| What is asked |
Could you reproduce the data from the line with "Put a marker on each instance of the reflection" up to and including the line with "[(130, 253), (573, 266)]", requests and all, with every point coordinate in the answers multiplied by 1.25 and rounded to a whole number (halves up)? Give only those lines, and leave the pictures out.

######

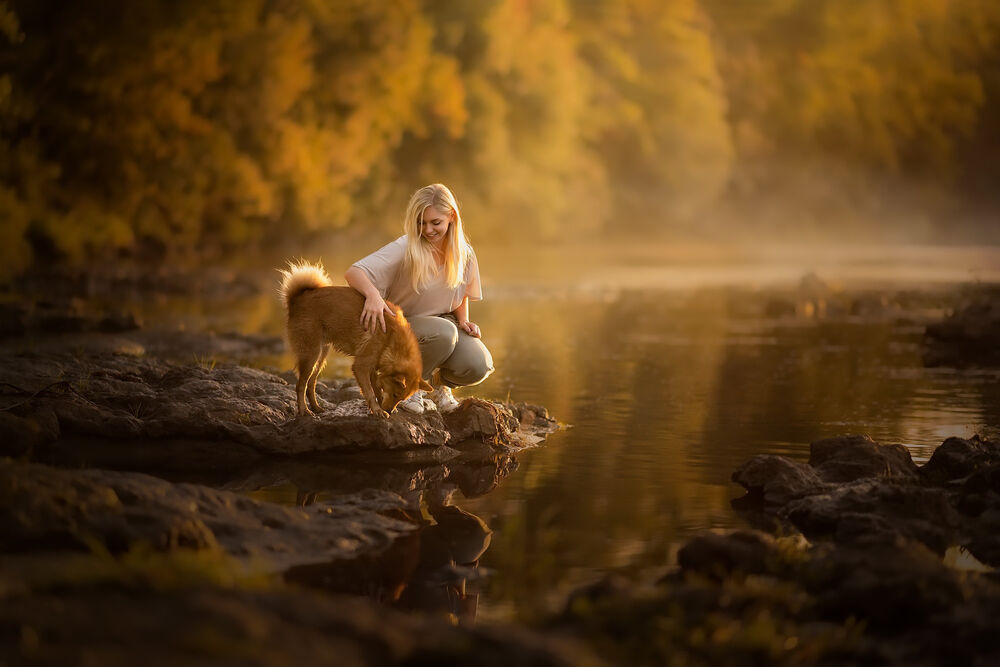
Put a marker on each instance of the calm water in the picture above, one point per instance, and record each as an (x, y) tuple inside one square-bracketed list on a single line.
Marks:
[(668, 378)]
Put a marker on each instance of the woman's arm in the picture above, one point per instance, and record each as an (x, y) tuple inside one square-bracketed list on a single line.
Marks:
[(462, 315), (375, 307)]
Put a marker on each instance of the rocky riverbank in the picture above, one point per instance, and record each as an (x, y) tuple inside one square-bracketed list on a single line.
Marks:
[(142, 413), (863, 558)]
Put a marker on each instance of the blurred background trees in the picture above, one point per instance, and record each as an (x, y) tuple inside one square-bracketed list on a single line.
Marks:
[(175, 127)]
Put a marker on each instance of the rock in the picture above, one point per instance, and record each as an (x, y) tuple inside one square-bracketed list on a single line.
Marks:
[(43, 509), (721, 555), (873, 506), (142, 413), (893, 585), (745, 598), (846, 459), (970, 335), (132, 623), (957, 458), (776, 480)]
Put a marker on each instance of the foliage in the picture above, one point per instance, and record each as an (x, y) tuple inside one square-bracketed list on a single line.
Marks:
[(182, 126)]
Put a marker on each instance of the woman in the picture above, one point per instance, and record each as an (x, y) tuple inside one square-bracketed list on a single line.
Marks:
[(431, 272)]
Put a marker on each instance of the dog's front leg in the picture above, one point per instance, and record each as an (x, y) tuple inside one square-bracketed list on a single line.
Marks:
[(364, 370)]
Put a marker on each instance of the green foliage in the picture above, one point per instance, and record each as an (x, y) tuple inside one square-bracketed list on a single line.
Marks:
[(194, 126)]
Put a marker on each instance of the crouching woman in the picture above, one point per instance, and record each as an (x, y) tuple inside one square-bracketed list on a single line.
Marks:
[(432, 273)]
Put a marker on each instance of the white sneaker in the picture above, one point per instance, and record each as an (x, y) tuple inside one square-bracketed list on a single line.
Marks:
[(414, 403), (443, 399)]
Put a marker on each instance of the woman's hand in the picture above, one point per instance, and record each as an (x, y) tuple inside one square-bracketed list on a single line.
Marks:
[(470, 328), (373, 314)]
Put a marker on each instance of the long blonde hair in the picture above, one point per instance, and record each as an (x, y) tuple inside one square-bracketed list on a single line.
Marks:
[(420, 262)]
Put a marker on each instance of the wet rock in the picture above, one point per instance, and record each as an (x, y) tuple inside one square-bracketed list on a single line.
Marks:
[(44, 510), (970, 335), (776, 480), (719, 555), (745, 598), (846, 459), (875, 507), (126, 411), (870, 489), (958, 457), (132, 623)]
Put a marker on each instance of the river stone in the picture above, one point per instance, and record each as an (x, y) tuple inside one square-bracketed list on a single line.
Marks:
[(956, 458), (722, 554), (129, 624), (777, 480), (44, 509), (848, 458)]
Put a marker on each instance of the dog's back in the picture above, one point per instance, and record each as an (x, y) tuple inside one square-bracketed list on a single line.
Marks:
[(321, 315)]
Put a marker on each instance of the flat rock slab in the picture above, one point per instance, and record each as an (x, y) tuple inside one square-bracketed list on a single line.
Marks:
[(46, 510), (127, 411)]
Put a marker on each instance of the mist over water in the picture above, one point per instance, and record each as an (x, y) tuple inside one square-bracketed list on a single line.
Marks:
[(671, 366)]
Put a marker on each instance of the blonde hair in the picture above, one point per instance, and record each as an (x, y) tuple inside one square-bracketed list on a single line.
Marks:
[(419, 261)]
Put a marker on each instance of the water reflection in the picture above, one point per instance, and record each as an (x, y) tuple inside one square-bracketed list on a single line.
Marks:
[(434, 569), (668, 392)]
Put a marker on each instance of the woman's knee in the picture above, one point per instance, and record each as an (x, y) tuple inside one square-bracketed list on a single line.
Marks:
[(435, 333), (473, 367)]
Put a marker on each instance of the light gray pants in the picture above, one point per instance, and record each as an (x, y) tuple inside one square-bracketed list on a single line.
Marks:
[(463, 359)]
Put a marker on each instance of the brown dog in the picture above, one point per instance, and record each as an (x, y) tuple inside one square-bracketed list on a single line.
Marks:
[(387, 364)]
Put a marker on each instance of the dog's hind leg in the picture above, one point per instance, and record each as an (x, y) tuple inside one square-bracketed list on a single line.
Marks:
[(305, 365), (311, 385), (364, 369)]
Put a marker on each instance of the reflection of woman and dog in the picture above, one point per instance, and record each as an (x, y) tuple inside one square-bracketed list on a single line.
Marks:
[(428, 570), (406, 320)]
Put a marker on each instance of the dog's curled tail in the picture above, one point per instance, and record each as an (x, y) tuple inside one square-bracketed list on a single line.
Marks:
[(299, 277)]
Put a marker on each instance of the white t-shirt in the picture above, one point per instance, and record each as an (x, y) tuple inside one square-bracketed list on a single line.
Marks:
[(385, 269)]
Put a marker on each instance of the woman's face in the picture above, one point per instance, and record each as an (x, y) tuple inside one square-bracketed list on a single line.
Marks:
[(435, 225)]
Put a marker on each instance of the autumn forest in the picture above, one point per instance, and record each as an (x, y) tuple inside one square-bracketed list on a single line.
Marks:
[(167, 127)]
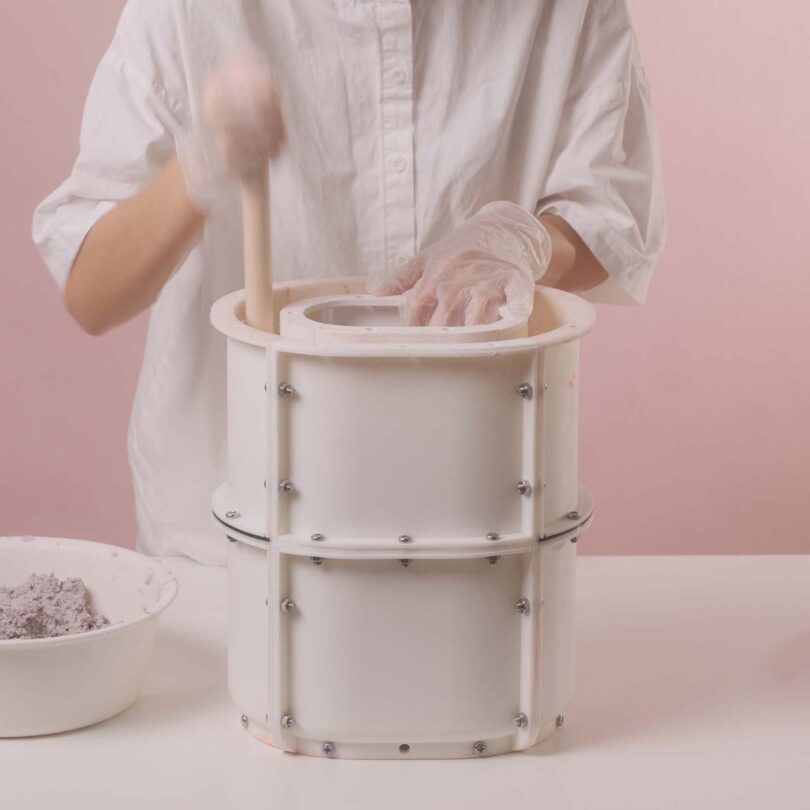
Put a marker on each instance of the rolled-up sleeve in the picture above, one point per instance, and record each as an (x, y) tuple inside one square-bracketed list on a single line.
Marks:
[(605, 175), (127, 135)]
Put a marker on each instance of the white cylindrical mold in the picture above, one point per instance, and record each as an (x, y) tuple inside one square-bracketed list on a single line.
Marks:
[(401, 505)]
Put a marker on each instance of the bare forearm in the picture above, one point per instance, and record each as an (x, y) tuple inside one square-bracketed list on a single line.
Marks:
[(130, 253), (573, 266)]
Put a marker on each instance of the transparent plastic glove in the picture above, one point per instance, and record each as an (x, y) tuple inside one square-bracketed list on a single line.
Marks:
[(487, 267), (242, 127)]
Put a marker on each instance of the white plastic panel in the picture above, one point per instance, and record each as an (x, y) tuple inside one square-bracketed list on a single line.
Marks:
[(248, 629), (381, 447), (561, 414), (247, 427), (431, 652), (556, 661)]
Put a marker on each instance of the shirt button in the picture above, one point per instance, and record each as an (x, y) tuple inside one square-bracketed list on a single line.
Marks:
[(398, 164)]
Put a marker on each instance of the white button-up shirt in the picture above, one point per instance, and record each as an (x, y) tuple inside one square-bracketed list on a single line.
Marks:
[(404, 118)]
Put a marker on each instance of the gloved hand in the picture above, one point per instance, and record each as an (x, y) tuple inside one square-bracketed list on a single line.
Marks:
[(492, 260), (242, 127)]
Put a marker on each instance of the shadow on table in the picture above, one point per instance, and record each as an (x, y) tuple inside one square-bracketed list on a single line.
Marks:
[(676, 667)]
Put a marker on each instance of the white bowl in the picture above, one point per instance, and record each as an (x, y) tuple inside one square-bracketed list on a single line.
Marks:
[(58, 684)]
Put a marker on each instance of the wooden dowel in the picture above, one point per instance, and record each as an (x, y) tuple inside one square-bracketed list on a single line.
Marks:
[(259, 312)]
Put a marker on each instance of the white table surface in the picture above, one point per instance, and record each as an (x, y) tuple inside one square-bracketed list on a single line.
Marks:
[(693, 692)]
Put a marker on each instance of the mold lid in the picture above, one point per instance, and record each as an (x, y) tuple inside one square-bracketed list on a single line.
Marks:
[(367, 319)]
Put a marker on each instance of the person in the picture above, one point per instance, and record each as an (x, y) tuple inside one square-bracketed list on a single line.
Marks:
[(453, 151)]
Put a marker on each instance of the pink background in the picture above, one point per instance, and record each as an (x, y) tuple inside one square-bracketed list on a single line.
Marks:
[(695, 409)]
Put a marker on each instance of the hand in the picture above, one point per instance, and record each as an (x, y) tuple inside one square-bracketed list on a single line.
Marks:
[(241, 130), (491, 261)]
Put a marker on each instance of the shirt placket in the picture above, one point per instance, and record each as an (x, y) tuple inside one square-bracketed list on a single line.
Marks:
[(394, 20)]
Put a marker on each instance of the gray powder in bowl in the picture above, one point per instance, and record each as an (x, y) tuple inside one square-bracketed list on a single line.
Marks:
[(47, 607)]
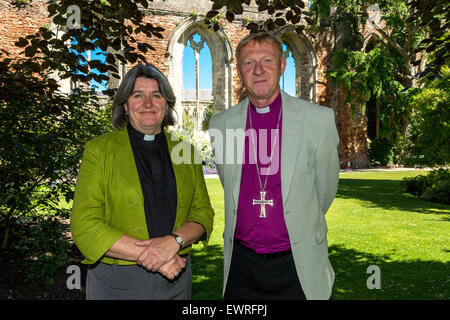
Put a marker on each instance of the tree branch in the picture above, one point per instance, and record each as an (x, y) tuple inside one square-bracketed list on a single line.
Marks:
[(394, 44)]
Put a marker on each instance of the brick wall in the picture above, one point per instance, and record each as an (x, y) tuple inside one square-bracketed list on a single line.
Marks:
[(20, 21)]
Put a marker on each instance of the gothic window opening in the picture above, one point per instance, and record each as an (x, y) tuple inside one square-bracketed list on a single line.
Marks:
[(197, 78), (288, 82), (84, 57)]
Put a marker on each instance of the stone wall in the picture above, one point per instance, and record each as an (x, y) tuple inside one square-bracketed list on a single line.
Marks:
[(180, 19)]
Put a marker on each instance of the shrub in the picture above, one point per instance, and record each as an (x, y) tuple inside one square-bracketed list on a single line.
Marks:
[(43, 245), (380, 152)]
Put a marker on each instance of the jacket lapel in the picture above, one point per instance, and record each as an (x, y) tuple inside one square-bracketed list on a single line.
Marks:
[(180, 174), (125, 159), (292, 138), (237, 121)]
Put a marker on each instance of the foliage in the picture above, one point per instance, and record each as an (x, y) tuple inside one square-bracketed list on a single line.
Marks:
[(112, 24), (207, 116), (416, 31), (280, 13), (362, 74), (43, 245), (201, 141), (434, 187), (380, 152), (429, 131), (41, 137)]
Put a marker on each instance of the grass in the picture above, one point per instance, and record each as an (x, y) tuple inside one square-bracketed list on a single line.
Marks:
[(371, 222)]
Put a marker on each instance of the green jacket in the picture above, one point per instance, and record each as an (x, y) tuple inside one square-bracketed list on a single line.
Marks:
[(108, 201)]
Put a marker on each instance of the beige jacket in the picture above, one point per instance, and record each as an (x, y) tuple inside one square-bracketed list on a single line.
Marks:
[(309, 180)]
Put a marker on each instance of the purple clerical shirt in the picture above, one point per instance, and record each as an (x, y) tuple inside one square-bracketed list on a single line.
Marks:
[(269, 234)]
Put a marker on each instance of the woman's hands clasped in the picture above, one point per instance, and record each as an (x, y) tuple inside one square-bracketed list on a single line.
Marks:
[(160, 255)]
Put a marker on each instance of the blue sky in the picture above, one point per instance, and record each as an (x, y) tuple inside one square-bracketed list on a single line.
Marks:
[(287, 82)]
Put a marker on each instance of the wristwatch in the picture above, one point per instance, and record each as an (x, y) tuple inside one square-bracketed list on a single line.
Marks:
[(179, 240)]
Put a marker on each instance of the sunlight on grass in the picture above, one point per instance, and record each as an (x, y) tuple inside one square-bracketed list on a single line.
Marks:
[(371, 222)]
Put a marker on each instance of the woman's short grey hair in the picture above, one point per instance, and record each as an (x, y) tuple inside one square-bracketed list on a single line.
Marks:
[(119, 118)]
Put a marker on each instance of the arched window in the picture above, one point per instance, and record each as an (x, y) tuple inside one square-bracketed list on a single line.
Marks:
[(90, 55), (197, 76), (214, 55), (288, 82)]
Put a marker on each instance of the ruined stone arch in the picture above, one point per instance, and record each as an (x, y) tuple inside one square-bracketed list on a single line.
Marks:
[(305, 62), (221, 57)]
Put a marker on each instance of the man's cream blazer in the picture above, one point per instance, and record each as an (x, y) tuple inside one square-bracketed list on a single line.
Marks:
[(309, 180)]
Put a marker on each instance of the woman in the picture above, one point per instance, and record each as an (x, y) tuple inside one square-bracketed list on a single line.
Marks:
[(137, 212)]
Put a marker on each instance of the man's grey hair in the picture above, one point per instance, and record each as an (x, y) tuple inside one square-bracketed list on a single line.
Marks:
[(119, 118), (259, 37)]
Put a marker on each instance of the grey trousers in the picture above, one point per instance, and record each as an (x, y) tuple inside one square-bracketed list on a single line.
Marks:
[(114, 282)]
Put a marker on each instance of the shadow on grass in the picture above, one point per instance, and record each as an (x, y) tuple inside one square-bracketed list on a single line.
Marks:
[(415, 279), (388, 194), (207, 273)]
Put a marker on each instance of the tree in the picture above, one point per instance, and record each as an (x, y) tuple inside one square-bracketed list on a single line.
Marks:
[(41, 140), (430, 123), (109, 25), (279, 13), (43, 130)]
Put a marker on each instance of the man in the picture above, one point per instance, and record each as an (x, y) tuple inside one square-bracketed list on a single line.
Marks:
[(276, 195)]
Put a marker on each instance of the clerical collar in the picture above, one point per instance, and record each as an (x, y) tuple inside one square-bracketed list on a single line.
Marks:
[(139, 136), (149, 137), (274, 105), (263, 110)]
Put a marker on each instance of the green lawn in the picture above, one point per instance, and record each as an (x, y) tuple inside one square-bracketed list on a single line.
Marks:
[(371, 222)]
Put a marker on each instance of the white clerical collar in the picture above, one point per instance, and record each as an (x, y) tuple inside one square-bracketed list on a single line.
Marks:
[(149, 137), (262, 110)]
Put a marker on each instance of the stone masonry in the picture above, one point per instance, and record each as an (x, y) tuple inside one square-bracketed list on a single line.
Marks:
[(180, 19)]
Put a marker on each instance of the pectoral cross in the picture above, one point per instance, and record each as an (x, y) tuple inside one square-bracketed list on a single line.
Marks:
[(262, 202)]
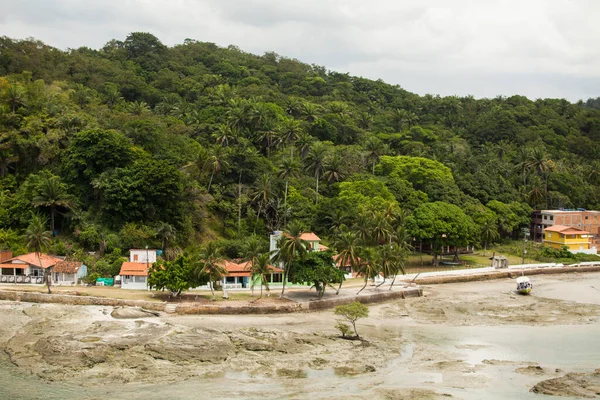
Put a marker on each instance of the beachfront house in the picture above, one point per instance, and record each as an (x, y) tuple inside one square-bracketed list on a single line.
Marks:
[(134, 275), (27, 268), (68, 273), (143, 255), (574, 239)]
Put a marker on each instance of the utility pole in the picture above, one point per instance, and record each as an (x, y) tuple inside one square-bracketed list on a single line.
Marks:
[(525, 236)]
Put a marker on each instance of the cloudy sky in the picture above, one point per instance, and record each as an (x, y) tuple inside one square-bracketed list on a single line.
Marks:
[(538, 48)]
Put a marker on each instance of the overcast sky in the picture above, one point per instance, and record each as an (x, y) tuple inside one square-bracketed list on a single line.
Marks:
[(538, 48)]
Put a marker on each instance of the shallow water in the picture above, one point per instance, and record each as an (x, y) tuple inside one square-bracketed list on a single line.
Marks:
[(570, 348)]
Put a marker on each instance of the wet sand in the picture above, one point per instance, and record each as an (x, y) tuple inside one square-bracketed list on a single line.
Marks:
[(467, 340)]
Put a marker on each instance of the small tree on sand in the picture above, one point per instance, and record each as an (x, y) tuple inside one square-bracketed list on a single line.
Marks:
[(351, 312)]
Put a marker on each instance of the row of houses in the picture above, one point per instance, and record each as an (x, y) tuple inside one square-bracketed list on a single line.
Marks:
[(577, 230), (31, 268)]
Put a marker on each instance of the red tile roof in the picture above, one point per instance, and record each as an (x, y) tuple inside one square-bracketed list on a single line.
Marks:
[(137, 269), (566, 230), (67, 267), (33, 259), (310, 237)]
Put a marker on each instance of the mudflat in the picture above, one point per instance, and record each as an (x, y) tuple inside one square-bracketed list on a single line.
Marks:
[(462, 340)]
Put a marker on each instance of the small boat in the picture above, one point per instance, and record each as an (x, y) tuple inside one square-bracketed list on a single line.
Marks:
[(523, 285)]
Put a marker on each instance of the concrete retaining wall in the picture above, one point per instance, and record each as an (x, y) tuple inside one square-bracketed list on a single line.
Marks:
[(365, 299), (36, 297), (500, 274)]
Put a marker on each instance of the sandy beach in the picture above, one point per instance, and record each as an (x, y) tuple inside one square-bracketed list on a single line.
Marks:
[(464, 340)]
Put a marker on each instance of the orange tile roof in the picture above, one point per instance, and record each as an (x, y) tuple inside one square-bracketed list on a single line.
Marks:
[(566, 230), (274, 270), (67, 267), (33, 259), (310, 237), (136, 269)]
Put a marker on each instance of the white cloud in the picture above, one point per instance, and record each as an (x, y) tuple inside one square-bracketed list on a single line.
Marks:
[(538, 48)]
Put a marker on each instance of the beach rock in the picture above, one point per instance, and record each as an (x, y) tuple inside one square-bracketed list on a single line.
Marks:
[(573, 385), (132, 312)]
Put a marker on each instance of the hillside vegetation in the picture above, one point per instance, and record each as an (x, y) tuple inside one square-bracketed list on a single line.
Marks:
[(139, 144)]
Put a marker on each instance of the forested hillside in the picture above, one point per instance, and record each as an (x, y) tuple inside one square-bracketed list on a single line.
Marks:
[(141, 144)]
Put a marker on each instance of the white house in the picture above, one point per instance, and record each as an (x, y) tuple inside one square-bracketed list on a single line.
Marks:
[(134, 275), (26, 268), (68, 272), (142, 255)]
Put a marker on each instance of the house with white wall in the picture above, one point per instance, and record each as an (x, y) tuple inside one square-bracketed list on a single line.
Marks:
[(143, 255), (27, 268), (68, 273), (134, 275)]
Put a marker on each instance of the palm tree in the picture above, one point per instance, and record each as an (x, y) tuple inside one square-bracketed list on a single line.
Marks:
[(374, 150), (489, 233), (304, 143), (216, 162), (15, 96), (337, 221), (287, 169), (38, 238), (315, 163), (368, 265), (522, 162), (289, 133), (347, 244), (211, 265), (310, 111), (381, 227), (391, 261), (262, 193), (51, 193), (291, 246), (260, 269), (165, 232), (224, 135), (333, 168)]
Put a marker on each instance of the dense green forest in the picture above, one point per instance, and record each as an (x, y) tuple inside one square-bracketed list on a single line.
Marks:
[(141, 144)]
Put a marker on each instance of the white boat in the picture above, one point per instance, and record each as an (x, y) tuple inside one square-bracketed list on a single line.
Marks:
[(523, 285)]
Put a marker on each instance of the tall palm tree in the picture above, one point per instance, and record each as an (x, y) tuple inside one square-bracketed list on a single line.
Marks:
[(262, 193), (217, 161), (390, 259), (381, 227), (211, 265), (291, 247), (261, 268), (51, 193), (333, 168), (224, 136), (368, 265), (315, 163), (374, 149), (165, 232), (287, 169), (522, 162), (38, 238), (289, 133), (310, 111), (347, 244), (15, 96), (304, 143)]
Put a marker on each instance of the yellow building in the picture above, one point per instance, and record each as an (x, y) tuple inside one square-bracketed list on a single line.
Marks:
[(576, 240)]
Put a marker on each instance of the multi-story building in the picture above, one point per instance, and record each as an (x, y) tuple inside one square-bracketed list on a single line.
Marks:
[(580, 218), (574, 239)]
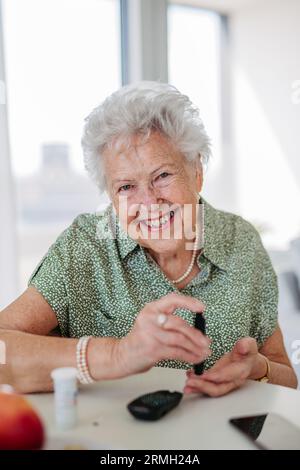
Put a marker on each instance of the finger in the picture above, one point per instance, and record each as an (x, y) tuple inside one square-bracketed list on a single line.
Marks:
[(171, 301), (181, 354), (232, 372), (209, 388), (175, 339)]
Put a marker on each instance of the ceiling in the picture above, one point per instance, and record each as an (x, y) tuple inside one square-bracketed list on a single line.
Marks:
[(222, 6)]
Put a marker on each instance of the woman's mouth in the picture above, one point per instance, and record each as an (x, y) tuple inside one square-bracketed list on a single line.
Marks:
[(160, 223)]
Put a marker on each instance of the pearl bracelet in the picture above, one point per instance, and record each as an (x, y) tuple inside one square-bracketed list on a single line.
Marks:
[(83, 372)]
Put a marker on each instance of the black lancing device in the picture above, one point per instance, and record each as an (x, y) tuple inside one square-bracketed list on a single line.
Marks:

######

| Reply |
Put a marker on each instance of the reflection of woman and dog in the picture above, one point per instance, and record each as an (x, y) tuple inside one square-bracketed list on a single line.
Marks:
[(535, 713), (508, 400)]
Put a marker on each instance of the dog's curled tail in the picture above, one point per instance, and record each as an (x, y) tuple inside one square-bracketed list on a single line.
Marks:
[(374, 346)]
Put a marker on each instance of the white t-shirt in the picture above, one point per instance, and record each as an (x, y) tuple inside one square-bracketed list on a single line.
Marks:
[(481, 336)]
Put a marker on each instance of the woman's face in the picture above, one point per instance, and record each as an (x, y) tuple inside one square-bracketed list on a single line.
Marks:
[(544, 281)]
Put a marker on each instance of the autumn forest in the picture above, one point per instance, and record each as an (x, y) tuple inside one square-bracketed list on a single line.
Marks:
[(209, 159)]
Put a marker on each instance of the rolled-up sleeve in the picture above, one point per instance, and record each as an (x, y) tuple inside one square-bracketed list on a single line.
Marks:
[(756, 219), (159, 169)]
Put a marker on each instance of the white cylindrical mold in the picture above, one point per instance, and record each as an (x, y) tuple inside one square-bracketed list on a single line.
Marks:
[(501, 631)]
Put a marker on each instance of the bare forearm in the picture above, one point per instance, and record each as an (x, y) tuple inside one square-bracketed list on a single line.
Marks:
[(163, 316), (716, 333)]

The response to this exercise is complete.